* **PASSAGE PROVIDED**:
──────
He goes on, “The Algerian people were marching for recognition, for dignity and freedom, for the right to voice their feelings and to realize their goals. For the first time since independence, the people had taken to the streets. Millions of Algerians of all walks of life, of all generations and persuasions, marched together to say: ‘Enough is enough!’”

The parallels to the October 19, 2019, uprising in Lebanon cannot be overlooked. Upset by the continued mismanagement of the country and its resources, and rebelling against yet another act of intimidation and erosion of their quality of life, millions of Lebanese across sectarian, generational, and geographic lines took to the streets demanding the end of the current government and its culture of cronyism, corruption, despoiling of the environment, and abuse of the financial system. They called for an overhaul of the country’s leadership saying kellon ya’neh kellon: “All of you means all of you.”

In Algeria, the army swiftly reasserted its role as the ultimate arbiter of political power, replacing Bouteflika; bringing corruption charges against many of his cronies and senior officials from the army, security services, and the government; and setting new dates for presidential elections. But a revolution was not in the cards. The hirak was unable to develop a coherent opposition or a political program based on concrete, well-reasoned and implementable policies, and in the end the army stood alone at the top of the power pyramid. To have a credible plan, Charef says ruefully, “This requires reflection, consultation, negotiation and compromise – qualities sadly lacking in Algerian political life.”

Lebanon’s Thawra
The demonstrators in Lebanon initially had a great rush of adrenalin from the vitality of being a national movement that brought hope to their dreams and dread to the oligarchy that controls the country. As Anthony Elghossain writes in the Middle East Institute’s special briefing on Lebanon a year after the uprising, “They attacked Lebanese leaders, learning the hard way that some are more sacred than others — and that sacredness tends to correspond proportionally to the power of any such leader’s partisans. They climbed out of oblivion — reminding their leaders that they existed and statespersons that stability and peace aren’t the same damn thing.”

Joseph Bahout uses the expression of “a mafia and a militia” to describe Lebanon’s union between elites and Hezbollah that bided its time before confronting the demonstrators. According to Elghossain, by the end of 2019, many demonstrators who had mobilized in a common statement of protest had returned to their routines and “left the streets to people who’ve dominated dissent over the past decade: reformists and revolutionaries, including serial activists, dedicated civil society organizers, academics, young professionals, and/or some of Lebanon’s youth.”

With the demonstrations weakened by the weather, the pandemic, and the increasingly precarious erosion of their standard of living, there were few who would claim progress despite the momentary disruption to the old political leadership. “Reformists and revolutionaries have not realized their demands. They’ve not achieved their envisioned change, inspired citizens to join them, or influenced practical politics. And they’ve not — not actually, not adequately — identified, assessed, and exploited opportunities to integrate immediate action into broad-based, long-range campaigns for political power, institutional leverage, and sociocultural influence.”
──────
* **DATASET EXCERPTS**:
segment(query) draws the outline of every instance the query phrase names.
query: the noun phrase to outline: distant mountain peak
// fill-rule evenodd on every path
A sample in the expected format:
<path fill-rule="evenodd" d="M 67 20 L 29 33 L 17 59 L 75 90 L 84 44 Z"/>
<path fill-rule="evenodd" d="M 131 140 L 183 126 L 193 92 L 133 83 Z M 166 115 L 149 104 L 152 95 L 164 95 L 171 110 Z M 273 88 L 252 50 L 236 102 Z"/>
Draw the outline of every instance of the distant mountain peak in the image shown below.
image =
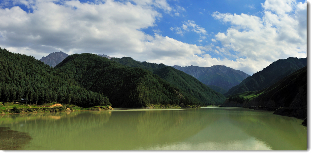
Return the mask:
<path fill-rule="evenodd" d="M 69 55 L 60 51 L 53 52 L 49 54 L 46 57 L 43 56 L 40 60 L 43 61 L 50 66 L 54 67 L 68 56 Z"/>
<path fill-rule="evenodd" d="M 106 55 L 98 55 L 101 57 L 104 57 L 105 58 L 106 58 L 107 59 L 111 59 L 111 58 L 112 58 L 112 57 Z"/>

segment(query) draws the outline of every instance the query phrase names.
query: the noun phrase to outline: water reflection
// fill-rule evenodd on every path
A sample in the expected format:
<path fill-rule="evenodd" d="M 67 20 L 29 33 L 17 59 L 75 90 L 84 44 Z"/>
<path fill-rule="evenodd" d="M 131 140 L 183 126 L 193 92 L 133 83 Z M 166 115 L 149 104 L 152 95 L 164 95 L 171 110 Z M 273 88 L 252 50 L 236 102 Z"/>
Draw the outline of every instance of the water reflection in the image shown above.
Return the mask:
<path fill-rule="evenodd" d="M 26 150 L 305 150 L 300 120 L 244 108 L 129 110 L 0 116 L 30 133 Z"/>
<path fill-rule="evenodd" d="M 0 150 L 18 150 L 29 143 L 32 138 L 28 133 L 0 127 Z"/>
──────
* **EXPLORE THE MATERIAL**:
A – Summarize the passage on the Algerian and Lebanese protests in two sentences.
B – Continue the passage on the Algerian and Lebanese protests from its final sentence.
The records have nothing to do with the passage on the Algerian and Lebanese protests.

* **LIST OF ANSWERS**:
A – Algerians of all generations took to the streets for the first time since independence, and in Lebanon millions across sectarian, generational, and geographic lines later demanded the end of the government, but in Algeria the army reasserted its role and the hirak failed to develop a coherent opposition or political program. In Lebanon many demonstrators had returned to their routines by the end of 2019, and the reformists and revolutionaries who stayed have not realized their demands.

B –
Yet, as in Algeria, the low level agitation and organizing continues. Civil society and the rapidly dwindling middle class better understand the challenges ahead and there is a growing understanding on what must be done to be better organized and empowered to upset the status quo. “And, regardless of their hopes, ambitions, and disappointments, some of them are doing what is necessary today so that others can do what is sufficient tomorrow.”

A casualty of the reduced energy of the demonstrations in both countries is that many Algerians and Lebanese are headed elsewhere to find a sustainable quality of life. As Elghossain observes that is apropos for both countries, “The Lebanese who desire change must learn from the leaders they’re struggling against. They must operate in the spaces between, understanding that their success is neither inevitable nor impossible. Becoming comfortable with uncertainty, compromise, piecemeal progress, and imperfect practice of politics, they must now do what they would have needed to do had they succeeded, anyway: reimagine their campaign for change as a long-range, ever-evolving initiative, through which they may work to forge the future they desire without losing themselves.”

Both Algeria and Lebanon are facing the inevitable decline that sets in when the social contract is no longer operable, relevant, or credible. The bankruptcy of the spirit is more damaging long term than the financial catastrophe in Lebanon or the lack of economic mobility in Algeria. But neither the protestors and civil society nor the government apparatus can do it without significant recalibration of the state’s role in the lives of its citizens.

The views and opinions expressed here are those of the author and do not necessarily reflect the position of the American Task Force on Lebanon.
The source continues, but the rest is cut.